◆ **Extracted text**:

<<<<

Diagnosis Simon Ryder
"Four elegant probes, their smooth, shiny forms reminiscent of medical instruments, are sited one outside each of the main entrances to the new hospital. They reach into the sky, sensing the world around, taking the pulse of Gloucestershire: the up-to-the-minute measurements they display ~ one air temperature, one pressure, another humidity and the fourth air flow (wind speed and direction) ~ the basis for a diagnosis."
temperature ~ warmth
pressure ~ pulse
wind ~ breath
humidity ~ moisture
These four weather masts, each topped by a single word – warmth, pulse, breath, moisture – link inside (the body) with outside (the environment). A visible expression of the hospital’s role. A wider view of health. A public tool for diagnosis. A fifth, virtual mast – the web mast – bringing all the weather information together, broadcasting it to anyone in Gloucestershire with access to the internet, also to every bedhead internet terminal in the new hospital.

>>>>

◆ **Given material**:
<<<<

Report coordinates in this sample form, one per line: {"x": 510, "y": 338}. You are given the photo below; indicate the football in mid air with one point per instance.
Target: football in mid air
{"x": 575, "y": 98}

>>>>

◆ **Your tasks**:
(1) In the Diagnosis text, swap "moisture" for "dampness" and write out the passage between "temperature ~ warmth" and "in the new hospital.", inclusive.
(2) According to the Diagnosis text, to whom does the fifth, virtual mast broadcast the weather information?
The data is separate from the Diagnosis text.

◆ **Answer set**:
(1)
temperature ~ warmth
pressure ~ pulse
wind ~ breath
humidity ~ dampness
These four weather masts, each topped by a single word – warmth, pulse, breath, dampness – link inside (the body) with outside (the environment). A visible expression of the hospital’s role. A wider view of health. A public tool for diagnosis. A fifth, virtual mast – the web mast – bringing all the weather information together, broadcasting it to anyone in Gloucestershire with access to the internet, also to every bedhead internet terminal in the new hospital.

(2) It broadcasts it to anyone in Gloucestershire with access to the internet and to every bedhead internet terminal in the new hospital.